▶ [Problem]: Every line must be returned precisely as it is written.

▶ [Source material]:

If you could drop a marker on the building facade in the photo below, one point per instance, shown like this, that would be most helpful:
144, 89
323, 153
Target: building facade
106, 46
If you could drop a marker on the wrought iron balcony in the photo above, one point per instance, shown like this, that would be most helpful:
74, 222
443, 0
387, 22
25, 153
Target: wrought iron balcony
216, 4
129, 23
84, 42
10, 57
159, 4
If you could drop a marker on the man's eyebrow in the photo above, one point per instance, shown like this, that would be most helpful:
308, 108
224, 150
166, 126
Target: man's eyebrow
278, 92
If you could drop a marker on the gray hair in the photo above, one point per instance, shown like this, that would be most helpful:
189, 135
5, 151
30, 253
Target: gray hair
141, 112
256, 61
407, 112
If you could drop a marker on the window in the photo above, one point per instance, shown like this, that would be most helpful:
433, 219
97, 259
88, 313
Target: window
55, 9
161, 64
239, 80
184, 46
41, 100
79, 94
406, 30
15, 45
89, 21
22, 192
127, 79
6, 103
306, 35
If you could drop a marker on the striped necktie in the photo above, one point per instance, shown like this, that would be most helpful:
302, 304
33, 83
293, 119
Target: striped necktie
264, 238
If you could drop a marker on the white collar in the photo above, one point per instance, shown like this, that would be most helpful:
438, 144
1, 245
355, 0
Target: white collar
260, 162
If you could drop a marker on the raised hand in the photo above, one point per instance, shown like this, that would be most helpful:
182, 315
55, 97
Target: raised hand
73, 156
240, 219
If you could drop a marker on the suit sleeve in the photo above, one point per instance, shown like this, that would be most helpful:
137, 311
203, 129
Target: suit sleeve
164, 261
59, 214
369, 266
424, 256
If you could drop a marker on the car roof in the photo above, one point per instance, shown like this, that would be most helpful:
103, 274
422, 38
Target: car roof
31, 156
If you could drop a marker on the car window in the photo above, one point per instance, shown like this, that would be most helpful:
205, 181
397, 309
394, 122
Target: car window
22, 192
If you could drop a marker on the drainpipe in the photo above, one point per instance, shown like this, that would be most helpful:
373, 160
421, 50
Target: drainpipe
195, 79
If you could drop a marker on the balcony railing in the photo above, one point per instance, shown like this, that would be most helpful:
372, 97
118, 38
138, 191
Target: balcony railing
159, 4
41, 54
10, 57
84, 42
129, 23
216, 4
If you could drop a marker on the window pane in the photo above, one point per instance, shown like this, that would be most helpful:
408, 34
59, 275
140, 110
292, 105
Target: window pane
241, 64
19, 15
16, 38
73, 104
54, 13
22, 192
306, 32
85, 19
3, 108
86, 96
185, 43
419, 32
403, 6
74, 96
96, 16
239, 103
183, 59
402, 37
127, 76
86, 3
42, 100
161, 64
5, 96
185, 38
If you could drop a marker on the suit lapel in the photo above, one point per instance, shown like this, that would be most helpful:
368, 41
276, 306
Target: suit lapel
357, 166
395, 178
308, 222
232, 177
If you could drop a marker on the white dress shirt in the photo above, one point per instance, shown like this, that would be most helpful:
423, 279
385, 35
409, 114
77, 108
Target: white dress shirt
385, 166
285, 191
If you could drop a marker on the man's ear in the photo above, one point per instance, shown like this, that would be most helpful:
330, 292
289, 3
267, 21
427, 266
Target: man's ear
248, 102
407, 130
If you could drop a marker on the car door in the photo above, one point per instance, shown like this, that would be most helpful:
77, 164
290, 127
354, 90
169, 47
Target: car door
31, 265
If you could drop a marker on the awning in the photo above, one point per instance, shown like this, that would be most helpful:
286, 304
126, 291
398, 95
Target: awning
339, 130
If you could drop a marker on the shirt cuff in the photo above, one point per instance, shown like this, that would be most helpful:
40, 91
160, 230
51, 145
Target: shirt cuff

▶ [Exercise answer]:
If you could drop a marker on the building facade in the photo below, one point per instance, shown like this, that would be most helpful:
144, 89
323, 153
Target: building facade
106, 46
If you could drop a marker on the wrought iron balcony in the photo above, one point per instance, shown like this, that would be most helpful:
74, 222
443, 0
387, 22
25, 153
Target: wrought iron balcony
216, 4
129, 23
84, 42
10, 57
159, 4
If you could drop a marker on the man's eyebrow in the photo above, one point per instance, shown like this, that would be most helpful:
308, 108
224, 150
166, 126
Target: man's eyebrow
278, 92
If you could drop a marker on the gray hair in the photo above, one point per instance, shown like this, that would be most helpful:
189, 135
5, 151
30, 253
Target: gray hair
141, 112
256, 61
407, 112
If you could drop a marker on the window in the photo above, one point per instance, shown like this, that would be most helpful:
433, 219
97, 259
88, 313
Target: window
55, 9
161, 64
239, 80
184, 46
41, 100
79, 94
406, 30
15, 45
89, 21
22, 192
127, 79
6, 103
306, 35
If you could drop a marker on the striped necktie in the photo above, one point per instance, shown like this, that would be most helpful:
302, 304
33, 83
293, 119
Target: striped necktie
264, 238
If you could drop a marker on the white collar in the photo above, one point per instance, shown like this, that would be most helpful:
438, 144
1, 245
355, 0
Target: white collar
260, 162
If you could drop a marker on the raised hand in the photo above, one point per instance, shown like this, that would be most helpful:
182, 315
55, 97
Target: raised hand
73, 156
240, 219
If you could drop a marker on the suit sleeve in the photo above, one point per instance, shown like this, that would be most helpful:
137, 311
203, 129
Target: suit sleeve
164, 261
59, 214
369, 266
424, 256
If you could drop a marker on the car roof in the photo above, one point per instance, shown like this, that would be most helpful:
103, 274
422, 38
Target: car roof
31, 156
If you could drop a marker on the car window in the photo above, one point per instance, shown like this, that would be most helpful:
205, 181
397, 309
394, 122
Target: car window
22, 192
If you could drop a marker on the drainpipe in the photo above, one point per instance, shown like this, that would be most helpful:
373, 160
421, 50
Target: drainpipe
195, 79
If you could drop a marker on the balcony railing in the photo above, one point per instance, shown like this, that would be most helpful:
372, 97
118, 38
138, 191
Target: balcony railing
159, 4
41, 54
10, 57
84, 42
129, 23
216, 4
If you could drop a marker on the window pane in the photo above, one point per instance, shown like this, that would be most helpful:
408, 34
59, 275
140, 110
292, 105
Target: window pane
241, 64
19, 15
16, 38
73, 104
54, 13
22, 192
306, 32
85, 19
3, 108
86, 96
185, 43
419, 32
403, 6
74, 96
96, 16
239, 103
183, 59
402, 37
127, 76
86, 3
42, 100
161, 64
5, 96
185, 38
If you could drop a marker on the suit lapel in the photo above, one point per instance, shown like this, that would be most helpful:
368, 41
276, 306
Target: suit lapel
357, 166
395, 178
308, 222
232, 177
If you could drop a marker on the white dress shirt in the photo above, one point per instance, shown like this, that would be most helpful:
423, 279
385, 35
409, 114
77, 108
Target: white dress shirt
385, 166
285, 191
If you could drop a marker on the man's ear in the photo above, one point per instance, shown like this, that would be most helpful:
330, 292
289, 3
267, 21
427, 266
Target: man's ear
248, 102
407, 130
If you could drop a marker on the car door in the photo above, one point per instance, shown like this, that would be most helpful:
77, 164
290, 127
354, 90
169, 47
Target: car door
31, 265
If you could drop a marker on the awning in the photo above, one point per instance, shown like this, that would be most helpful:
286, 304
126, 291
398, 95
Target: awning
339, 130
If you could drop a marker on the shirt cuff in the photo above, one point per instance, shown like this, that would be most helpful:
40, 91
160, 230
51, 145
Target: shirt cuff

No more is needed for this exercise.